* **Extract to read**

◇ ◇ ◇

Turkey has always been the US’s trump card.
They want it in the EU to help out the UK in preventing a tighter union that may challenge their western hegemony.

Problem is most Turks are so poor that they want a better life for themselves by joining a European Union that doesn’t really want them but that cannot admit it openly, for various reasons.

A Kurdish minority is what keeps the Turks humble.

Hello F(r)iends,

What should we do with turkey?
Serve it with stuffing and cranberry sauce…

-Thirst4Imp-isms

lol I was actually waiting for long it would take for someone to say that.

Now that it’s come it’s better than I’ve imagined!

=D>

Hey Future,

Listen to Aspacia and Satyr, even though they don’t live anywhere near Turkey, and in one case despise Islam, they’ll give you a completely factual, unbiased, fair and balanced appraisal of modern Turkey. Or maybe not.

Don’t listen to me at all, I’ve only lived and worked here happily, and travelled extensively in Turkey for the last 10 years. What the fuck would I know about anything…?

are they revolting purely based on religion? if they are, are they being led by religious leaders who would profit by the creation of a new country?

Nope - they are a fanatically anti-fundamentalist rule country, as laid down in the statutes of Ataürk - the founder of the republic. They’re no religious leaders here. Turkey doesn’t like Iran or Iraq. Overtly religious wannabe leaders tend to get slung in jail. The military, a huge faction still, is sworn to uphold Kemalism, and ready to step in and usurp the government, should they try to impose an Islamic fundamentalist leadership.

◇ ◇ ◇

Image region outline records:
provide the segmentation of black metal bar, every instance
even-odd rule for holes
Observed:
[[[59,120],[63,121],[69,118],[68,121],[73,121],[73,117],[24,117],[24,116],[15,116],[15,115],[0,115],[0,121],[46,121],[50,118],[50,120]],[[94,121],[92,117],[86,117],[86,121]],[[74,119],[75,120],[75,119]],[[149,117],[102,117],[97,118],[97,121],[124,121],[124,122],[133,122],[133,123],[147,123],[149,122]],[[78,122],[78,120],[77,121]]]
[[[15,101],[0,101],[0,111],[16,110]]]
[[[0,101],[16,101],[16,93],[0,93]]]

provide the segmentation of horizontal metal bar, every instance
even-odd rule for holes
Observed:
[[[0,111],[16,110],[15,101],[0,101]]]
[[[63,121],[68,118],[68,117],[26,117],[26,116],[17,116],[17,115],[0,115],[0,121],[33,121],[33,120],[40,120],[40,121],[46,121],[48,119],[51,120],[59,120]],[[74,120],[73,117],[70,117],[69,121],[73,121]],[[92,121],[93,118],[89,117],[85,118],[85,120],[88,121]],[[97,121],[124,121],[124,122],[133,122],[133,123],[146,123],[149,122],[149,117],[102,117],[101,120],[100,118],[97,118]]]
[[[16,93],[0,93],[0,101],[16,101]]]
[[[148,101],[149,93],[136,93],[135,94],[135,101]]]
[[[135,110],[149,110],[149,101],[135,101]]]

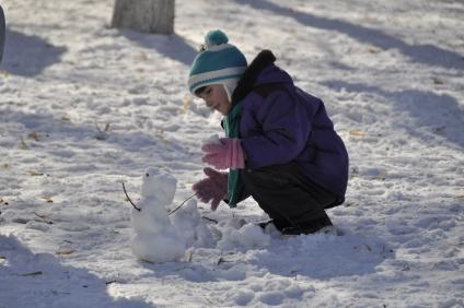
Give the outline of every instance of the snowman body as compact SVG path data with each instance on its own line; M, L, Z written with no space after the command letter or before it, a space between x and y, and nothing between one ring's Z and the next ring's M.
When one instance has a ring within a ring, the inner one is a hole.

◇ ◇ ◇

* **Exercise task A**
Please list every country named in the forum thread about Turkey.
* **Exercise task B**
According to the forum thread about Turkey, what is the military sworn to uphold?
* **Exercise task C**
Carry on writing the forum thread about Turkey from the point where it stops.

* **Result A**
US, UK, Turkey, Iran, Iraq

* **Result B**
Kemalism

* **Result C**
There is a Kurdish movement, but it is tarred with association to the PKK. Yes Kurds are socially somewhat denigrated, but this is slackening, at least from what I’ve noticed on a day-to-day life on the street basis.

and if the poor in turkey are too busy to become terrorists, is their plight sad enough to inspire terrorists elsewhere?

The poor in Turkey, Türk or Kurd, are farmers, Turkey is 8 times bigger than England, but with the same population, with a derh of arrable land. They farm, support their large famillies (record 65 children to one guy in the east), and sell the rest. You say shanty towns, but to the poor, this is how they have always lived. There is no resentment… Because there is no change in lifestyle, they have never been ‘up’, to compare with the ‘down’.

There is no unemployment welfare, but there is free healthcare, under the national SKK scheme, its not great but it’s there.

Please don’t compare Turkey to the rest of the Middle-Eastern countries, it is secular, and democratic. It’s not quite on a par with Europe, but give it 20 years, and it will be an altogether different creature. Let’s just hope it doesn’t get severely turned off the USA and EU by the current mess.